Location identification material:
──────────────────────────────

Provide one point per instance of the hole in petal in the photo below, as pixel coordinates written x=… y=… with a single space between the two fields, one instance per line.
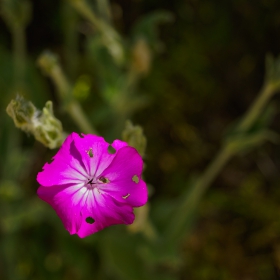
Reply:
x=135 y=179
x=89 y=152
x=111 y=150
x=90 y=220
x=104 y=180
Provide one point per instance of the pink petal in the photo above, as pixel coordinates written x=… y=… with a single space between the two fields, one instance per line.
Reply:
x=106 y=212
x=100 y=158
x=74 y=206
x=66 y=167
x=126 y=164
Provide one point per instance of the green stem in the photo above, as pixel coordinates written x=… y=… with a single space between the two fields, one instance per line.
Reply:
x=48 y=62
x=104 y=9
x=18 y=34
x=111 y=39
x=192 y=197
x=257 y=107
x=70 y=23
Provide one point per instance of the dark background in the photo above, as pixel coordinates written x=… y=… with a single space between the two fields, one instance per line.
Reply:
x=207 y=67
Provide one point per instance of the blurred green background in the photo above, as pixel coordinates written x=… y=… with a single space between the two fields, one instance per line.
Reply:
x=185 y=71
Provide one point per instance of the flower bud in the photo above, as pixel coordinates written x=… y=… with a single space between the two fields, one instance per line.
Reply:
x=45 y=127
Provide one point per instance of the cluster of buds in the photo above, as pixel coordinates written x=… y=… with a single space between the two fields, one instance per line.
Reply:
x=45 y=127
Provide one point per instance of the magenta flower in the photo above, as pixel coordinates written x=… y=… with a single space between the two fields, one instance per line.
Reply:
x=90 y=188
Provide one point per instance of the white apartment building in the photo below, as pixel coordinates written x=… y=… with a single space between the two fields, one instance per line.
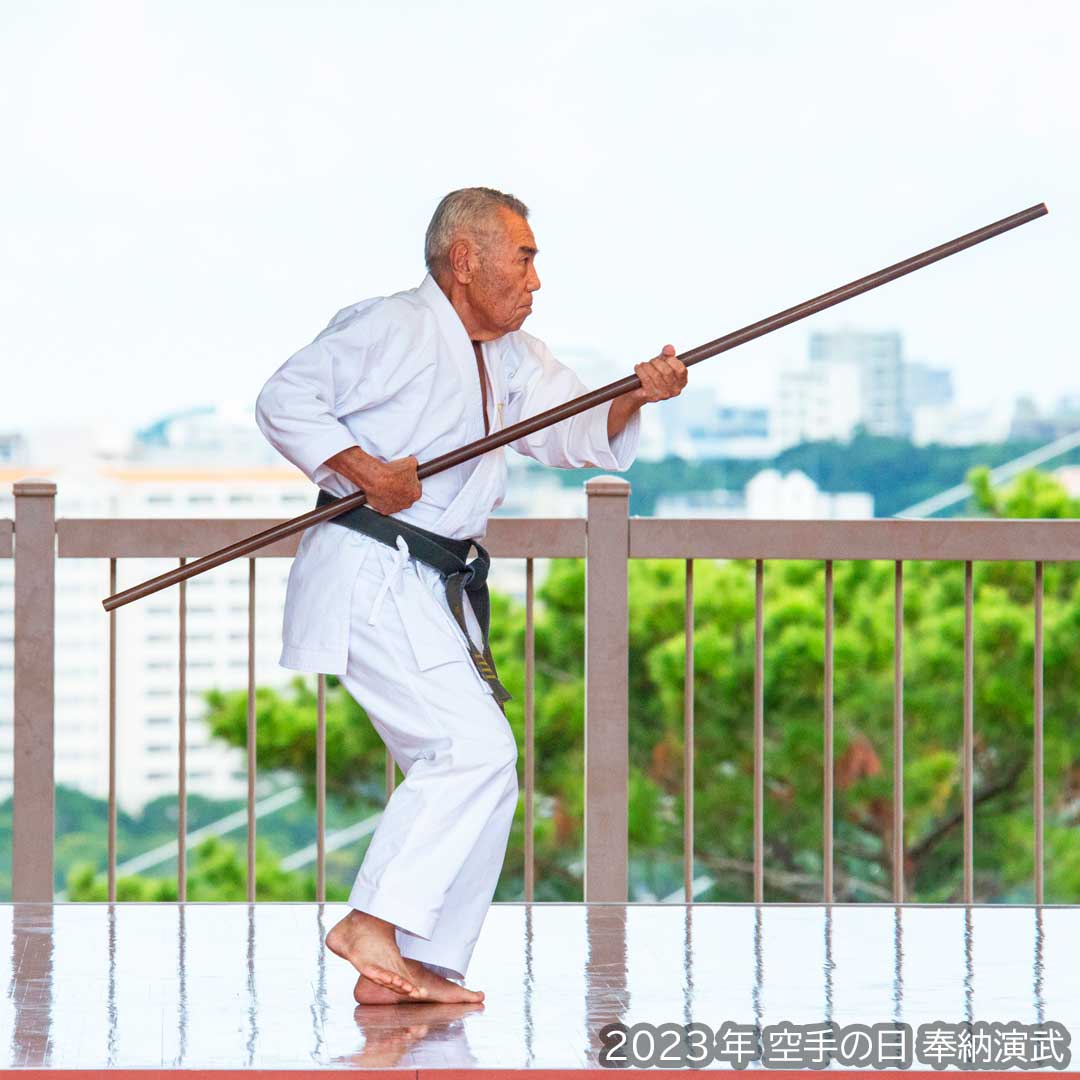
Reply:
x=858 y=377
x=147 y=630
x=770 y=495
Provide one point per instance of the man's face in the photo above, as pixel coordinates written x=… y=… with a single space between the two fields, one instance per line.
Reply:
x=502 y=287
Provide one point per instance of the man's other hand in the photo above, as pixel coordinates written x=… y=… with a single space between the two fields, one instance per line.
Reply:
x=389 y=485
x=664 y=376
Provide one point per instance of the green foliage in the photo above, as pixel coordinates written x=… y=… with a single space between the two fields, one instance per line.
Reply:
x=793 y=693
x=217 y=869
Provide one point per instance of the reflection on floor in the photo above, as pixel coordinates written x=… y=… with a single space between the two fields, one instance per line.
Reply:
x=234 y=986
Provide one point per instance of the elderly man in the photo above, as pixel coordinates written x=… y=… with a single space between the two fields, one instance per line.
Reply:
x=392 y=381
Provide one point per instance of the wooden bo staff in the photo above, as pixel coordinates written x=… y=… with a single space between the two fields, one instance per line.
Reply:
x=567 y=409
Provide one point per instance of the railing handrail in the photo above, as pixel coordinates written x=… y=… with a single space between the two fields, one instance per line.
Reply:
x=607 y=538
x=948 y=539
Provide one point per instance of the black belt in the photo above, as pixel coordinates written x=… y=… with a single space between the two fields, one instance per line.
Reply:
x=447 y=556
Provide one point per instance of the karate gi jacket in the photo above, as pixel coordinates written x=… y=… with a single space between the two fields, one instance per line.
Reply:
x=397 y=376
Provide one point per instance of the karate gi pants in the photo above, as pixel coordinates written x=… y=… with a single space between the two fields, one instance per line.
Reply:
x=434 y=860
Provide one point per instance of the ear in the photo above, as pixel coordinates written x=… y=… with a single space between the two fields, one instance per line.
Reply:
x=462 y=260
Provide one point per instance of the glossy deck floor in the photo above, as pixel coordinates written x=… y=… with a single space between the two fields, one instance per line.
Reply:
x=232 y=986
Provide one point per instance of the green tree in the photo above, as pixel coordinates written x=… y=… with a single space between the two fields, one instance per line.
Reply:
x=794 y=704
x=217 y=869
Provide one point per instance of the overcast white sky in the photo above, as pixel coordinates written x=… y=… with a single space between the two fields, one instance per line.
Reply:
x=191 y=190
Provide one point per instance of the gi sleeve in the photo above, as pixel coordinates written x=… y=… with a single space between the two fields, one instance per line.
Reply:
x=580 y=442
x=299 y=407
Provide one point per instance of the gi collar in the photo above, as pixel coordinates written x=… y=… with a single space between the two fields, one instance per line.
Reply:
x=449 y=321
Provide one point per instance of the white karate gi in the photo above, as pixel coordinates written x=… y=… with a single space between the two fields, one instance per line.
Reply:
x=397 y=376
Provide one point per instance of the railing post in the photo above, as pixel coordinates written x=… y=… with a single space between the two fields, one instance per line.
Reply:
x=31 y=861
x=607 y=644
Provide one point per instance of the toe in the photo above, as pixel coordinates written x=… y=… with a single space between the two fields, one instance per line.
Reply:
x=390 y=980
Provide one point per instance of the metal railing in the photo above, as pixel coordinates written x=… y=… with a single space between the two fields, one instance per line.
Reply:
x=607 y=538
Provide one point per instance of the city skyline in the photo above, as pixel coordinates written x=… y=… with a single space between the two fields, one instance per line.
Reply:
x=194 y=203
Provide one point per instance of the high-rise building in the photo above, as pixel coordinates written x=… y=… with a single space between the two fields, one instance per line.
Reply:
x=154 y=478
x=878 y=361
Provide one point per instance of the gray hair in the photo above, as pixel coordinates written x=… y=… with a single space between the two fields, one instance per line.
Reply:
x=467 y=210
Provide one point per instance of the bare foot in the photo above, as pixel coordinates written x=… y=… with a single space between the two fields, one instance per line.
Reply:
x=440 y=989
x=369 y=945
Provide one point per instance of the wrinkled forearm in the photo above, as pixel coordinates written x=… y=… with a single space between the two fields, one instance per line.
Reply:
x=622 y=408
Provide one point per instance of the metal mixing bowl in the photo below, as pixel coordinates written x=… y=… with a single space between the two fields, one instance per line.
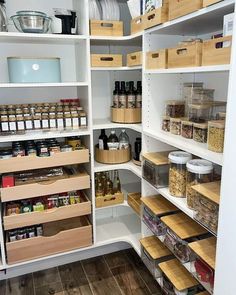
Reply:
x=32 y=23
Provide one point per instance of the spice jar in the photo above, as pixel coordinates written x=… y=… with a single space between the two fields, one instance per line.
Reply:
x=175 y=126
x=216 y=135
x=178 y=173
x=166 y=123
x=175 y=108
x=200 y=132
x=198 y=171
x=187 y=129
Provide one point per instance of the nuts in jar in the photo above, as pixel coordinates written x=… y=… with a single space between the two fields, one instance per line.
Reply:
x=200 y=132
x=216 y=134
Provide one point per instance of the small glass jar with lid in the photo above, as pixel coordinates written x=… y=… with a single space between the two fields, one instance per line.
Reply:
x=175 y=126
x=175 y=108
x=178 y=173
x=198 y=171
x=187 y=129
x=216 y=136
x=200 y=132
x=165 y=123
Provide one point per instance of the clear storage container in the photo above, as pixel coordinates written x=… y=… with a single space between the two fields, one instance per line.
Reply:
x=178 y=173
x=175 y=108
x=175 y=126
x=206 y=205
x=200 y=132
x=153 y=252
x=156 y=169
x=198 y=171
x=216 y=136
x=187 y=129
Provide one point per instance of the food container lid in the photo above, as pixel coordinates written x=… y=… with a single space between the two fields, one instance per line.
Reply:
x=175 y=102
x=200 y=166
x=217 y=124
x=179 y=157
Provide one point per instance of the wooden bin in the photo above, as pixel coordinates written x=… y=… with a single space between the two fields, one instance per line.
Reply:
x=186 y=55
x=109 y=200
x=34 y=218
x=134 y=59
x=126 y=116
x=157 y=16
x=106 y=28
x=210 y=2
x=156 y=59
x=178 y=8
x=137 y=24
x=20 y=192
x=106 y=60
x=59 y=236
x=56 y=160
x=112 y=157
x=211 y=55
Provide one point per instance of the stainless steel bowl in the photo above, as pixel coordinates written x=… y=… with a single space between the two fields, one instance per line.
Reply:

──────────────────────────────

Instruction » Present every line of the material above as a numbered list, skipping any blank lines. Leave the pictures out.

Task solution »
1. Provide one point per instance of the hole in petal in the photo below, as pixel coordinates written x=… y=… with a single space between the two fields, one instance per line.
2. Reply:
3. x=135 y=179
4. x=89 y=152
5. x=111 y=150
6. x=90 y=220
7. x=104 y=180
8. Provide one point per instance of the pink petal in the photo above, as pixel coordinates written x=… y=… with a single space between the two fields, one instance per line.
9. Reply:
10. x=106 y=212
11. x=100 y=158
12. x=74 y=206
13. x=66 y=167
14. x=126 y=164
15. Provide one point per instance of the green stem in the photo above, as pixel coordinates written x=… y=… with a single space between the two fields, one instance per line.
16. Reply:
17. x=48 y=62
18. x=104 y=9
19. x=18 y=34
20. x=111 y=39
21. x=192 y=197
22. x=257 y=107
23. x=70 y=23
24. Provide one point per instance of the dark background in the photo above, as pixel coordinates written x=… y=… with a single space between the two fields, one instance per line.
25. Reply:
26. x=207 y=67
27. Provide one point per instance of the blurred green background in the photo above, as pixel coordinates written x=… y=… with a single space between the two fields, one instance per line.
28. Reply:
29. x=185 y=71
30. Provide one point per instance of the flower bud in the photo above, as pixel coordinates written x=… y=… with a single space between the two fields, one instance per line.
31. Reply:
32. x=45 y=127
33. Provide one point per instance of the cluster of buds in the photo above, as pixel coordinates written x=… y=… with a single space between the two fields, one instance per line.
34. Reply:
35. x=45 y=127
36. Provide one point per instance of the magenta flower in the photo above, as pixel coordinates written x=… y=… with a single space between the two fields, one instance per line.
37. Reply:
38. x=90 y=188
39. Provide one point per instance of the white apartment building in the photo below, as pixel coordinates written x=… y=… with a single space between the two fields, one instance per line.
40. Reply:
41. x=858 y=377
42. x=147 y=630
43. x=770 y=495
44. Provide one point per instance of the man's face in the photo above, as pixel coordinates written x=… y=… with a single space between the two fields, one instance per line.
45. Reply:
46. x=502 y=287
47. Provide one point per instance of the man's other hand in the photo above, as pixel coordinates written x=… y=… with a single space between the two fields, one instance per line.
48. Reply:
49. x=389 y=485
50. x=664 y=376
51. Provide one point per instance of the green foliage in the photo above, as pixel coordinates written x=… y=… with a single space between the two fields, one instance per line.
52. Reply:
53. x=793 y=693
54. x=217 y=869
55. Provide one point per instance of the reflection on floor in the photo above, as pixel coordinates written x=… y=… with a single space between the two fields, one instance per line.
56. Reply:
57. x=234 y=986
58. Provide one point per instance of the elderly man in the photo above, as pixel coordinates written x=… y=… with a single space between the two fields, one instance per line.
59. Reply:
60. x=392 y=381
61. Provide one point per instance of the wooden bo staff in the photo above, as pixel coordinates written x=… y=… with a single space between the two fields, one instance per line.
62. Reply:
63. x=567 y=409
64. Provide one point per instance of the railing handrail in the photo above, as pixel coordinates written x=… y=… with a single space between the two fields, one instance per line.
65. Reply:
66. x=607 y=538
67. x=948 y=539
68. Provide one point per instance of the black belt in the photo above, as pixel coordinates written x=… y=… with a single space between the two fields, one instance per line.
69. Reply:
70. x=447 y=556
71. Provide one point per instance of the karate gi jacket in the photo above, as pixel coordinates written x=… y=… with a single space between the two fields, one instance per line.
72. Reply:
73. x=397 y=376
74. Provide one point per instance of the karate gi pants in the photo above, as pixel coordinates written x=… y=… with a single space between the two fields, one instance per line.
75. Reply:
76. x=434 y=860
77. Provide one point per instance of the ear in the photo above, as pixel coordinates written x=… y=… with a single space between the two fields, one instance per line.
78. Reply:
79. x=462 y=260
80. Provide one point per instance of the glossy deck floor in the photo above, as pixel coordinates written x=… y=… with a single space between the two fields, one instance per line.
81. Reply:
82. x=232 y=986
83. Provide one point per instance of the green tree in the photo above, as pixel coordinates written x=… y=… with a single space between the two fields, one instance per line.
84. Reply:
85. x=794 y=704
86. x=217 y=869
87. Provide one point per instance of the overcast white sky in the photo above, as pixel coordinates written x=… y=… with a single space between the two fields, one instance per line.
88. Reply:
89. x=191 y=190
90. Provide one point per instance of the gi sleeve in the photo above, as pixel coordinates written x=… y=… with a single space between the two fields, one instance per line.
91. Reply:
92. x=580 y=442
93. x=299 y=407
94. Provide one point per instance of the gi collar in the photo above, as pixel coordinates written x=… y=… with a single space between the two fields, one instance per line.
95. Reply:
96. x=449 y=321
97. Provide one point per instance of the white karate gi in the photo above, as pixel coordinates written x=… y=… with a single space between the two fields, one instance per line.
98. Reply:
99. x=397 y=376
100. Provide one point per instance of the railing post in the photo above, as pixel coordinates written x=… y=… with a single space between the two fields, one instance per line.
101. Reply:
102. x=31 y=861
103. x=607 y=644
104. Provide one point per instance of the toe in the photo above, as pixel coordinates written x=… y=… with a single space between the two fields, one instance per line.
105. Reply:
106. x=390 y=980
107. Provide one point per instance of the metal railing in the photo above, as pixel coordinates written x=… y=… with a single space between the two fields, one instance per line.
108. Reply:
109. x=607 y=538
110. Provide one point per instance of the city skyline in the photo above, as pixel coordinates written x=… y=… with a single space between the two fields, one instance per line.
111. Reply:
112. x=194 y=203
113. Provide one point per instance of the high-rise building in the photo above, as pixel coordinates written x=… y=… with a single space between the two fields, one instance per line.
114. Reply:
115. x=154 y=478
116. x=878 y=361
117. Provide one point per instance of the gray hair in the photo above, as pixel coordinates written x=… y=… with a single space between the two fields, one instance per line.
118. Reply:
119. x=467 y=210
120. Provide one point per instance of the bare foot in the photo above, as pixel coordinates written x=… y=… with a single space between the two fields, one instance per line.
121. Reply:
122. x=440 y=989
123. x=369 y=945
124. Provide one point per instance of the wrinkled forearm in the photo above, as pixel coordinates written x=… y=… with a single space between the two fields, one instance per line.
125. Reply:
126. x=622 y=408
127. Provide one point per instance of the metal mixing bowl in the photo below, as pixel coordinates written x=… y=… with a single space between the two fields, one instance per line.
128. Reply:
129. x=32 y=23
130. Provide one point per instance of the spice jar in the photo above, as pixel coordinates written x=… y=… with a single space between the two fields, one instance per line.
131. Reply:
132. x=175 y=126
133. x=216 y=135
134. x=178 y=173
135. x=166 y=123
136. x=175 y=108
137. x=200 y=132
138. x=198 y=171
139. x=187 y=129
140. Provide one point per instance of the nuts in jar in the photo above, as pixel coordinates written x=… y=… with a single space between the two fields, one instance per line.
141. Reply:
142. x=200 y=132
143. x=216 y=134
144. Provide one point per instance of the small glass jar with lid in the photo above, as pixel coordinates written x=… y=… with a single space between the two fields, one instance per line.
145. Reply:
146. x=175 y=126
147. x=175 y=108
148. x=178 y=173
149. x=198 y=171
150. x=187 y=129
151. x=216 y=136
152. x=200 y=132
153. x=165 y=123
154. Provide one point per instance of the clear storage container in the photo above, as pixel coordinates written x=… y=… with a single space between the two fields, one instance per line.
155. Reply:
156. x=178 y=173
157. x=175 y=108
158. x=175 y=126
159. x=206 y=205
160. x=200 y=132
161. x=153 y=252
162. x=156 y=169
163. x=198 y=171
164. x=216 y=136
165. x=187 y=129
166. Provide one point per instance of the food container lid in the photo above, as pixel coordinates written x=… y=… with a single space between the two fields, one instance per line.
167. Reply:
168. x=175 y=102
169. x=200 y=166
170. x=217 y=124
171. x=179 y=157
172. Provide one point per instance of the wooden bin in the photo above, as pixel coordinates written x=… y=… with a single space between the two fields, one instance per line.
173. Reply:
174. x=186 y=55
175. x=109 y=200
176. x=34 y=218
177. x=134 y=59
178. x=126 y=116
179. x=157 y=16
180. x=106 y=28
181. x=210 y=2
182. x=156 y=59
183. x=178 y=8
184. x=137 y=24
185. x=20 y=192
186. x=106 y=60
187. x=59 y=236
188. x=56 y=160
189. x=112 y=157
190. x=211 y=55
191. Provide one point per instance of the stainless steel bowl in the photo above, as pixel coordinates written x=… y=… with a single space between the two fields, one instance per line.
192. Reply:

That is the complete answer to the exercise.